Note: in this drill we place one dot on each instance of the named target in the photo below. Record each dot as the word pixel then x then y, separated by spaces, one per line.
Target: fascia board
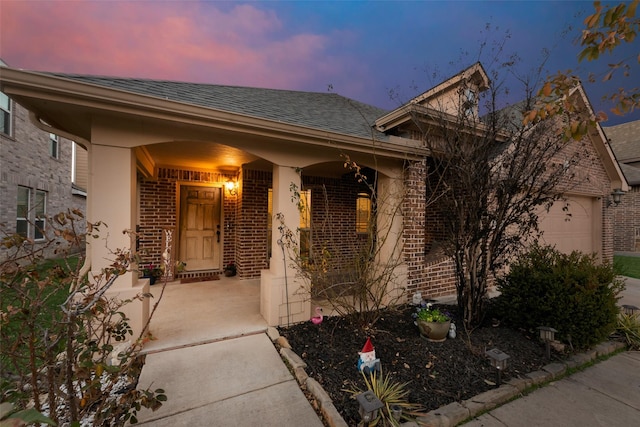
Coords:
pixel 101 99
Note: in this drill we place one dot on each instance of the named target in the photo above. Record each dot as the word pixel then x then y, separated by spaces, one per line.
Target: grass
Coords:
pixel 45 302
pixel 627 266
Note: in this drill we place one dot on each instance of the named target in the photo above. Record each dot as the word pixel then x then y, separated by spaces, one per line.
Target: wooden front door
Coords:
pixel 200 229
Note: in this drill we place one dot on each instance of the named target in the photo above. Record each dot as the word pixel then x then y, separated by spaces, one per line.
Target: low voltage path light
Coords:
pixel 498 360
pixel 616 197
pixel 547 334
pixel 369 406
pixel 629 310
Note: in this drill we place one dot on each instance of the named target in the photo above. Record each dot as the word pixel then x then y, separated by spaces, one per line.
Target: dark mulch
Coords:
pixel 438 373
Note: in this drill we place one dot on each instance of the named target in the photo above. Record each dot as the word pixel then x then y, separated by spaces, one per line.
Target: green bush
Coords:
pixel 572 293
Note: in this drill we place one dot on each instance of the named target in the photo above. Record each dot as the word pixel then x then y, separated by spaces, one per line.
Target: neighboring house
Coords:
pixel 625 142
pixel 200 170
pixel 41 174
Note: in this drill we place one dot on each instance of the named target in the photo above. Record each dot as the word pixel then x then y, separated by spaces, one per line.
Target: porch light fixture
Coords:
pixel 369 406
pixel 498 360
pixel 547 334
pixel 616 197
pixel 232 187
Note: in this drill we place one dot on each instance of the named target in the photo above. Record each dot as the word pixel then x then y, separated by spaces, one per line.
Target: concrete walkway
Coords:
pixel 237 382
pixel 606 394
pixel 242 380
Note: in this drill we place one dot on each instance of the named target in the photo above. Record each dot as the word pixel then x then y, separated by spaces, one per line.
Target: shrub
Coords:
pixel 572 293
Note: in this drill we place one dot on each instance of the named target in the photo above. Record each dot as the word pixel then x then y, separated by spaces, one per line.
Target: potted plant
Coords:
pixel 432 323
pixel 230 269
pixel 151 272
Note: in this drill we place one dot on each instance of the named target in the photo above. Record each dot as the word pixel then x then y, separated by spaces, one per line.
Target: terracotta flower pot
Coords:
pixel 434 331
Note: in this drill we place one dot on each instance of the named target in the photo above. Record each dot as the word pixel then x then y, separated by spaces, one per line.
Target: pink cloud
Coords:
pixel 164 40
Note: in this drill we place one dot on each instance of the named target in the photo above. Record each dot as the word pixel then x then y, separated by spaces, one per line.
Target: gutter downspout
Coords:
pixel 86 267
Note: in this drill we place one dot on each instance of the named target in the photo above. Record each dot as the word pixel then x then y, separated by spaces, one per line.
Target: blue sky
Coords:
pixel 363 50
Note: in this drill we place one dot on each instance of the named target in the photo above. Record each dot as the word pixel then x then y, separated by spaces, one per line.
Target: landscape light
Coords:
pixel 498 360
pixel 369 406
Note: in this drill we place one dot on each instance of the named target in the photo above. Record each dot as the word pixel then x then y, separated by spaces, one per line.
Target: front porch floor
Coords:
pixel 202 312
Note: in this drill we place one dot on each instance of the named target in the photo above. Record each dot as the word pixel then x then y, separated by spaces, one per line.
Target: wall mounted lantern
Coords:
pixel 369 406
pixel 232 187
pixel 498 360
pixel 547 334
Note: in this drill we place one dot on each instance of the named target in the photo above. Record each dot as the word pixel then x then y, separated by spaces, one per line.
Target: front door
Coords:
pixel 200 232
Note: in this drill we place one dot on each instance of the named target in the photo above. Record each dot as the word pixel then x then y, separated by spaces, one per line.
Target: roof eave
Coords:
pixel 23 85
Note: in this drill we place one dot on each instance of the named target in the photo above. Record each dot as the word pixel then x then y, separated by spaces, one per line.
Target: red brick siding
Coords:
pixel 434 274
pixel 158 209
pixel 626 217
pixel 251 233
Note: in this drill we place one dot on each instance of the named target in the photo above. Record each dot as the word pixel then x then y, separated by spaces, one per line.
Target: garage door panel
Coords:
pixel 570 225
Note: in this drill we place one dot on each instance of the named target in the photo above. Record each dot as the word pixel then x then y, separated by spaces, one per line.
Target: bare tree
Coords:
pixel 487 180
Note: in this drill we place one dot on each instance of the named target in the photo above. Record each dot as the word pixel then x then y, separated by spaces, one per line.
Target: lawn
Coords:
pixel 627 266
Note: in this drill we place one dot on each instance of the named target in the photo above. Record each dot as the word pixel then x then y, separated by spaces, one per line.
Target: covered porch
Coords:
pixel 203 312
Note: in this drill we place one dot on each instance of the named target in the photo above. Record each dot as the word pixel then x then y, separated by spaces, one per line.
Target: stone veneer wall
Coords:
pixel 433 274
pixel 26 161
pixel 158 209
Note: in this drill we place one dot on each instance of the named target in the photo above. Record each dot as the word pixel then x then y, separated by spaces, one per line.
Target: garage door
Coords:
pixel 572 224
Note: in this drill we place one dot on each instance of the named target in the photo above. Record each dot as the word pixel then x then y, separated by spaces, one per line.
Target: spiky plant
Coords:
pixel 629 327
pixel 392 394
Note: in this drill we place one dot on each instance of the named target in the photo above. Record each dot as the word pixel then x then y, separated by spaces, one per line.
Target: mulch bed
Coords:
pixel 437 373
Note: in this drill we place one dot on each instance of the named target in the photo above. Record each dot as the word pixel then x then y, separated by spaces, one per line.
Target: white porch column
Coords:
pixel 391 194
pixel 112 200
pixel 282 300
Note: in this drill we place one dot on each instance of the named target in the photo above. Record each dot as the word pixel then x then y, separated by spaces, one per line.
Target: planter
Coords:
pixel 152 279
pixel 434 331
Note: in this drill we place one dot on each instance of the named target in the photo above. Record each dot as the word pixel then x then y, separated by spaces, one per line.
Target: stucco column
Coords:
pixel 112 201
pixel 282 297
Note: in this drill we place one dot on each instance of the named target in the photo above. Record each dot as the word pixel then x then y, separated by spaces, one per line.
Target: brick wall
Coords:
pixel 626 234
pixel 251 232
pixel 158 210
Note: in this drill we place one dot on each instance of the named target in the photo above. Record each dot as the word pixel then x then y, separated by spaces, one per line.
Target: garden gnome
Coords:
pixel 367 362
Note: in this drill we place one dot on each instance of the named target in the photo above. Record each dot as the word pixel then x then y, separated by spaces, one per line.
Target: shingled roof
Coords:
pixel 625 141
pixel 323 111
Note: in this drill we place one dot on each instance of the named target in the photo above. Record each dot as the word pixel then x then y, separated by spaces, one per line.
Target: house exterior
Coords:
pixel 41 173
pixel 202 170
pixel 625 142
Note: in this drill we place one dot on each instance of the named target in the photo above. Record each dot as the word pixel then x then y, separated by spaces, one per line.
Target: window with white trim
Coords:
pixel 363 212
pixel 5 114
pixel 31 212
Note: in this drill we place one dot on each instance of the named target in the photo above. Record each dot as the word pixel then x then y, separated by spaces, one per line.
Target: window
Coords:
pixel 22 217
pixel 469 103
pixel 54 145
pixel 363 212
pixel 305 223
pixel 5 114
pixel 269 222
pixel 27 216
pixel 40 220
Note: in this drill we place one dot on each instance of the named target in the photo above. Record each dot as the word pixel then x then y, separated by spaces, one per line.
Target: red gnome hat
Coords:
pixel 368 347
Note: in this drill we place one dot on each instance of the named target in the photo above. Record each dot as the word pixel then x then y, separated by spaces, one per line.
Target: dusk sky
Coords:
pixel 363 50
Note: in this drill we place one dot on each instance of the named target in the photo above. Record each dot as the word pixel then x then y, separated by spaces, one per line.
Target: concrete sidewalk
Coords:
pixel 237 382
pixel 606 394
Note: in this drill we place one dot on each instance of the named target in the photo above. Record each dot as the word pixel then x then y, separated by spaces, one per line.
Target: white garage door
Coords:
pixel 572 224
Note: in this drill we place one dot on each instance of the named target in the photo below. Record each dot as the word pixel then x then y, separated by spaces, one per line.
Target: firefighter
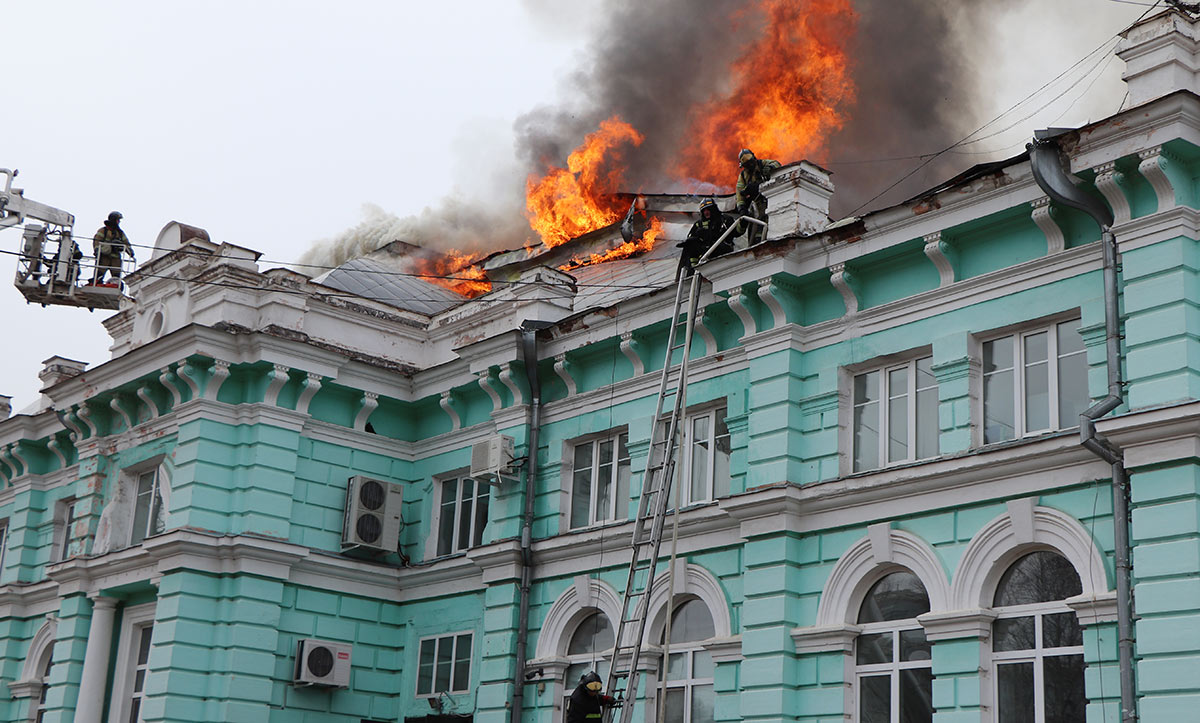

YOUR TASK —
A single figure is required: the number of lines in the data where the word "garage" occurs.

TASK RESPONSE —
3